(INFORMATION SHOWN)
┄┄┄┄┄┄
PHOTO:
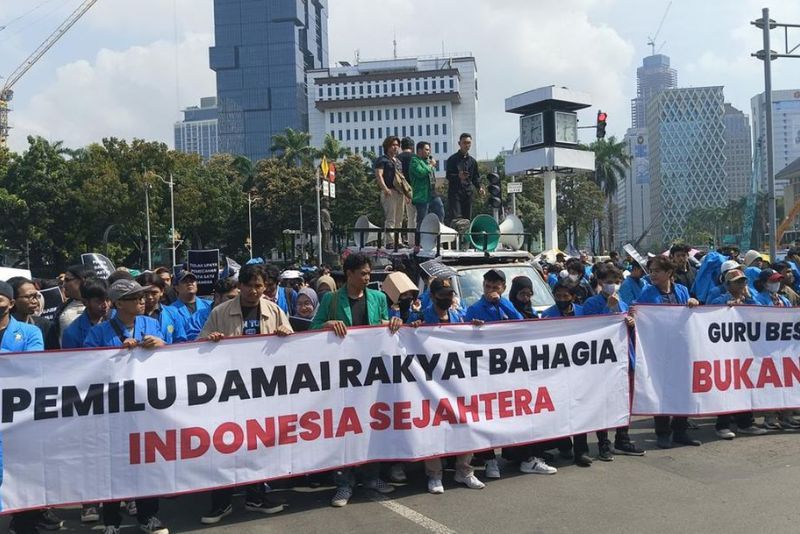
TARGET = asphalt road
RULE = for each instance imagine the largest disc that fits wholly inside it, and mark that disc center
(749, 484)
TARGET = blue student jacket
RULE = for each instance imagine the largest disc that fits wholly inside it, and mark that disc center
(489, 312)
(630, 289)
(21, 337)
(651, 295)
(104, 335)
(553, 311)
(598, 305)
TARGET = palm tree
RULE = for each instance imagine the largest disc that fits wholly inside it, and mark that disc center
(293, 146)
(332, 149)
(611, 163)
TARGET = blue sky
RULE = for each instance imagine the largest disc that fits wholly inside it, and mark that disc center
(128, 66)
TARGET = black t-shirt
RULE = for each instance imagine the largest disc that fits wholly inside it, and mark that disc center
(251, 321)
(358, 311)
(388, 167)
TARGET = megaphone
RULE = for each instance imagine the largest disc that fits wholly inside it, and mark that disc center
(430, 228)
(368, 237)
(512, 225)
(484, 224)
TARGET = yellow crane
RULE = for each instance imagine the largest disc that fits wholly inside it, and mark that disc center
(6, 92)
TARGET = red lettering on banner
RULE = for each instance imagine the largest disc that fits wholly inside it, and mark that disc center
(740, 376)
(768, 374)
(219, 438)
(380, 420)
(187, 435)
(153, 444)
(791, 372)
(701, 377)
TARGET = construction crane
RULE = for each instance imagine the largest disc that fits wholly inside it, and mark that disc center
(651, 41)
(6, 93)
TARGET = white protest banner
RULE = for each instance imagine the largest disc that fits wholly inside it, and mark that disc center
(716, 360)
(97, 425)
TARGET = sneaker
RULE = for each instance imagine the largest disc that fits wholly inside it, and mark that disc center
(131, 508)
(628, 448)
(537, 466)
(376, 484)
(153, 526)
(435, 486)
(753, 431)
(604, 453)
(265, 504)
(342, 496)
(725, 433)
(215, 515)
(397, 473)
(471, 481)
(492, 469)
(89, 513)
(49, 520)
(684, 439)
(771, 423)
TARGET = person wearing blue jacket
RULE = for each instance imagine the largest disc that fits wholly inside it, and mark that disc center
(664, 291)
(492, 307)
(129, 328)
(633, 285)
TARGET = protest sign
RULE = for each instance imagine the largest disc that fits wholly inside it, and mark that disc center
(120, 423)
(102, 265)
(721, 360)
(204, 264)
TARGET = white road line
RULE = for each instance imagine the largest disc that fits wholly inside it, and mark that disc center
(410, 514)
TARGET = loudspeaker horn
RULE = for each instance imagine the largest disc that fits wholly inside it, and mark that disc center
(430, 228)
(484, 224)
(369, 237)
(512, 225)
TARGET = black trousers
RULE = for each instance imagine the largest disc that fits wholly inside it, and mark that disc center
(146, 508)
(742, 420)
(666, 425)
(459, 204)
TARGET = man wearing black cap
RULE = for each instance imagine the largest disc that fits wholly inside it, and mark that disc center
(130, 328)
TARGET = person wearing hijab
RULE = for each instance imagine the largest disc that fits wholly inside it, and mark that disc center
(520, 296)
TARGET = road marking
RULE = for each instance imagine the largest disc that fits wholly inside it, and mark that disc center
(410, 514)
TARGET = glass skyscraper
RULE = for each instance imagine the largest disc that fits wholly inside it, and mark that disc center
(261, 53)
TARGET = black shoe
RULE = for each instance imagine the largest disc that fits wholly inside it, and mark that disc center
(604, 454)
(663, 442)
(628, 448)
(215, 515)
(265, 505)
(49, 520)
(684, 439)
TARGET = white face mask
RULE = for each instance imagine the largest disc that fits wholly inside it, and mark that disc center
(773, 287)
(610, 289)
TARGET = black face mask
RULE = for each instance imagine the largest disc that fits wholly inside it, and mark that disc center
(444, 303)
(563, 305)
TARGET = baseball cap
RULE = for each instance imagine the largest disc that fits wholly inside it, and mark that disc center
(184, 274)
(733, 275)
(494, 274)
(122, 289)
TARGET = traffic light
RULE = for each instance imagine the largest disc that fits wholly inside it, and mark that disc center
(494, 200)
(601, 124)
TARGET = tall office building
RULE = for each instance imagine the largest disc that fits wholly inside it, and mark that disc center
(686, 135)
(261, 53)
(426, 99)
(197, 132)
(738, 158)
(785, 133)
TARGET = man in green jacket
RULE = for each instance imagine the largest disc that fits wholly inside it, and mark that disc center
(423, 184)
(355, 305)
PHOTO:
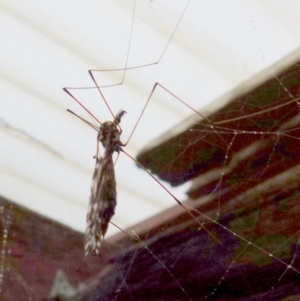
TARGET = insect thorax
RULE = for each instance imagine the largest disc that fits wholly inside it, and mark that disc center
(109, 136)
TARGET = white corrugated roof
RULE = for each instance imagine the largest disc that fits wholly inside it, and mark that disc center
(46, 155)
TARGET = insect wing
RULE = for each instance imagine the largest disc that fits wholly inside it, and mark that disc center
(102, 203)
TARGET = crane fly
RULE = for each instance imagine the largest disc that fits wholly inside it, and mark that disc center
(103, 197)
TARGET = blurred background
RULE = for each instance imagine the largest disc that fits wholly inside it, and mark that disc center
(202, 49)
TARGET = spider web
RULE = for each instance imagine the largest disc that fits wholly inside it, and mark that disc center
(243, 241)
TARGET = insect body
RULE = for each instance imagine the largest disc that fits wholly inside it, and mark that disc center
(103, 198)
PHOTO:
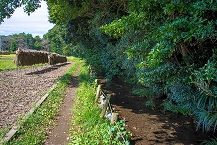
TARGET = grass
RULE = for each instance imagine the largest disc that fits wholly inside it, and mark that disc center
(6, 62)
(34, 130)
(87, 126)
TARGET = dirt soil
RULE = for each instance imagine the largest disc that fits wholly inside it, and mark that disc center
(152, 126)
(19, 90)
(59, 135)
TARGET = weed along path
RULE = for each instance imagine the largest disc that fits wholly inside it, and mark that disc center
(59, 134)
(19, 93)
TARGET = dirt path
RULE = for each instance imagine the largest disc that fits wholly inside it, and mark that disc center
(59, 134)
(18, 93)
(152, 126)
┄┄┄┄┄┄
(WORK REQUIRED)
Every line in the records above that contains the word "crane" is to be copied out.

(TASK RESPONSE)
TARGET = yellow crane
TARGET = construction crane
TARGET = crane fly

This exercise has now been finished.